# SOURCE
I am so very sorry to hear this. Prayers are being sent your way.


----------



## CrystalAndZoe (Jul 11, 2006)

Oh Paula, I'm so sorry. I pray for His perfect peace which passes all understanding to comfort you and your family during this time, and for His strength to be your strength.:grouphug:


----------



## barefoot contessa (Mar 9, 2010)

So sorry about your loss !


----------



## njdrake (Apr 23, 2007)

Paula, I'm so sorry for your loss. 
hugs & prayers


----------



## Snowbody (Jan 3, 2009)

Paula - I'm so sorry. Please accept my condolences. I'm glad that her family was with her and am sure she knew they were there, even while in a coma. Sending thoughts and prayers to you and them.:grouphug:


----------



## LUCY N PETS (Apr 21, 2009)

Paula, you and I know that our Heavenly Father will take good care of all of his children. I will say prayers for you and all her family that they can accept God's wisdom of what is best and to accept his plan for us. Heavenly Father please comfort them in their time of need. rayer:rayer:rayer:


----------



## theboyz (Jan 10, 2007)

I am so very sorry.


----------



## maggieh (Dec 16, 2007)

I'm so very sorry to hear this. May you all find peace and comfort in each other and in the thought that she knew you all loved her very much and is no longer in pain but is finding rest and peace.


----------



## Cosy (Feb 9, 2006)

So very sorry, Paula. I will keep you and yours in my prayers during this sad time.


----------



## Matilda's mommy (Jun 1, 2005)

I had hoped to be home before she passed away,:smcry:we can't leave until the 24th because of dentist appointments


----------



## The A Team (Dec 1, 2005)

Oh, I'm so sorry, Paula. This has got to be so hard for you and your family. Yes, I'll say a prayer for strength and comfort.


----------



## susie and sadie (Jun 22, 2005)

Oh Paula, I am so very sorry. I will continue to keep you and your family in my prayers. :grouphug:


----------



## Nissa Fiona (Nov 4, 2007)

Prayers going out to you and your family. What a sad time.


----------



## revakb2 (Sep 8, 2006)

# DATA PROVIDED

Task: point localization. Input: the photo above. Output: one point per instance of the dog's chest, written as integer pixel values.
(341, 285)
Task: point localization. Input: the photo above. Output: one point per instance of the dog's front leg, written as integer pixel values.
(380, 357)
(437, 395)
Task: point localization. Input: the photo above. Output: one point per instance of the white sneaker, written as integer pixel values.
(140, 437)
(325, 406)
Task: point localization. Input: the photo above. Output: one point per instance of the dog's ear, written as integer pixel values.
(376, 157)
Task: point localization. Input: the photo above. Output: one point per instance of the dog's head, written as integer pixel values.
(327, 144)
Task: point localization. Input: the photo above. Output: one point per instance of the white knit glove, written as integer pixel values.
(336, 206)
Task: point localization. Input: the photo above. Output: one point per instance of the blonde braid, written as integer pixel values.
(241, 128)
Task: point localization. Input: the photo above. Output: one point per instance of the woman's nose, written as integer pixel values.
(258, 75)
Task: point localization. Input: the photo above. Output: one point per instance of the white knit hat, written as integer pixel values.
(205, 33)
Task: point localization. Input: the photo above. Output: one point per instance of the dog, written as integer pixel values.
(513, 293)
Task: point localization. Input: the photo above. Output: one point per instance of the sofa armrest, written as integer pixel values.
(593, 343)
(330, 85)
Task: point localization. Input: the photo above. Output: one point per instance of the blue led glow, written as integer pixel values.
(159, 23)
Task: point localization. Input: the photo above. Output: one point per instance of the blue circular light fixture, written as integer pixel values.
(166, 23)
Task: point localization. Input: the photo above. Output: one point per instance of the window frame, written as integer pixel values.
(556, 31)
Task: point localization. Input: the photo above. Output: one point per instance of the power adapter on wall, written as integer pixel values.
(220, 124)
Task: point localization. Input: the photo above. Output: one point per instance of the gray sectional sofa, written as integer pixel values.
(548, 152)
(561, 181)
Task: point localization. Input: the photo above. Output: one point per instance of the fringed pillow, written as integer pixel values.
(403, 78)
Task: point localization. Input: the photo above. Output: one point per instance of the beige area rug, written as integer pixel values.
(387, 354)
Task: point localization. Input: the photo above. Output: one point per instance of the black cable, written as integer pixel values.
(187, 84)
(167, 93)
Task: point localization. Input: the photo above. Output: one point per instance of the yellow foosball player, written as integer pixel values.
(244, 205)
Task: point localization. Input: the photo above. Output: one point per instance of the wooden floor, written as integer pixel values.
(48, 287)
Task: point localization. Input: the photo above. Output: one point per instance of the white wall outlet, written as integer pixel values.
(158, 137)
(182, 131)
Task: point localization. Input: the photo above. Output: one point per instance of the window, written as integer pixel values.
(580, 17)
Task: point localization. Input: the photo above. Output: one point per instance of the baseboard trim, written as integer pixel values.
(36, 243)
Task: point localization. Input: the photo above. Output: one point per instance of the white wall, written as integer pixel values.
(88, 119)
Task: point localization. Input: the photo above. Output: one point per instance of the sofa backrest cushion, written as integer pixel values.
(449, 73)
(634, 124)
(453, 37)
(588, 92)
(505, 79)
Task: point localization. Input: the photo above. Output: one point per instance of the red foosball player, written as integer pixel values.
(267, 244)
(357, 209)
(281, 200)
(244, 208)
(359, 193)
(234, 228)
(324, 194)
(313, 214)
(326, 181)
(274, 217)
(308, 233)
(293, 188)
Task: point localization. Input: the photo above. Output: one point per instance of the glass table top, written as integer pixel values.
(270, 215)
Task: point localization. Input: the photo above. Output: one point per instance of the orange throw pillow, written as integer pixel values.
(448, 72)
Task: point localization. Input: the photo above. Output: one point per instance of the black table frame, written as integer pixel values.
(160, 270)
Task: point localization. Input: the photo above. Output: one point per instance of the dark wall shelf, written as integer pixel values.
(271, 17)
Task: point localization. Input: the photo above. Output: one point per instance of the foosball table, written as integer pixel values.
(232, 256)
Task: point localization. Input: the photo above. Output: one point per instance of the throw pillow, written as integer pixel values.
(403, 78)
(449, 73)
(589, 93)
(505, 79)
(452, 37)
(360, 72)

# SHORT TASK 1
Please reproduce the stretch of the condolence thread from "Oh Paula, I'm" through "your loss !".
# SHORT TASK 2
Answer these from the condolence thread:
(a) What does the post from Matilda's mommy give as the reason for not being able to leave until the 24th?
(b) What condition does Snowbody's post mention?
(c) What date appears beside the username Cosy?

# SOLUTION 1
Oh Paula, I'm so sorry. I pray for His perfect peace which passes all understanding to comfort you and your family during this time, and for His strength to be your strength.:grouphug:


----------



## barefoot contessa (Mar 9, 2010)

So sorry about your loss !

# SOLUTION 2
(a) Dentist appointments.
(b) A coma.
(c) Feb 9, 2006.